Your tasks:
1. Reproduce word for word the passage of the parenting styles text starting at "Satellite parents, however, are" and ending at "or oversee homework.".
2. Turn the paragraph of the parenting styles text beginning "Satellite parents today are busy" into a bulleted list that keeps its main facts.

Provided text:
□ □ □ □ □

Even when playing a game, helicopter parents tell their children how to play and what strategy to use. They don’t realize that given experience, a child will determine how to succeed all on her own.
The child of the helicopter parent sometimes wants to scream, “Leave me alone, will you? I can manage some situations all on my own.”
Satellite parents, however, are too permissive. These parents leave their children to raise themselves with a “do your own thing” attitude. The children feel abandoned. At least children of helicopter parents know Mom and Dad care.
Satellite parents today are busy with their own agendas. While they might sign their child up for soccer, they’re too busy to attend practices or games. They might take their children on vacation but fall short when it comes to laying out expectations for proper behavior on the airplane or at a motel. They might choose a nice neighborhood with a good school but fail to check out their children’s friends or oversee homework.
No parent is clearly a helicopter or satellite parent. What’s the appropriate balance? At different stages of development you hover but then step back playing the part of a satellite. A baby needs Mommy and Daddy hovering until the baby begins in short spurts to entertain herself. When this occurs, there’s no need to intrude.
Toddlers, for safety’s sake, need a helicopter parent. After all, this age group is on the go with no inner controls. Then one day the toddler will determine a job which might involve piling all the stuffed animals in a corner. At this point, you’re there to watch — no need to interfere.
A preschooler needs a parent to hover while visiting the doctor. Once home, when the child pretends about the visit, refrain from interfering. The child knows how to play in order to come to terms with the trip to the doctor’s office.

□ □ □ □ □

Data:

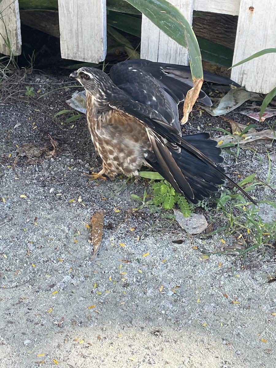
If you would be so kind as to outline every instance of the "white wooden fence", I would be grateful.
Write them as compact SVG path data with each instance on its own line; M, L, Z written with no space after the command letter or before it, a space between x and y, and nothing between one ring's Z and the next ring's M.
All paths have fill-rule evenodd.
M106 53L105 0L58 0L61 56L92 63ZM194 10L238 15L233 63L264 49L276 47L276 0L170 0L190 24ZM0 52L21 53L18 0L0 0ZM6 34L10 46L3 39ZM1 36L2 35L2 36ZM187 65L187 50L142 17L141 57ZM276 54L267 54L232 70L231 78L255 92L276 86Z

□ □ □ □ □

Answers to the problems:
1.
Satellite parents, however, are too permissive. These parents leave their children to raise themselves with a “do your own thing” attitude. The children feel abandoned. At least children of helicopter parents know Mom and Dad care.
Satellite parents today are busy with their own agendas. While they might sign their child up for soccer, they’re too busy to attend practices or games. They might take their children on vacation but fall short when it comes to laying out expectations for proper behavior on the airplane or at a motel. They might choose a nice neighborhood with a good school but fail to check out their children’s friends or oversee homework.

2.
Satellite parents today are busy with their own agendas:
- They might sign their child up for soccer but are too busy to attend practices or games.
- They might take their children on vacation but fail to lay out expectations for proper behavior on the airplane or at a motel.
- They might choose a nice neighborhood with a good school but fail to check out their children's friends or oversee homework.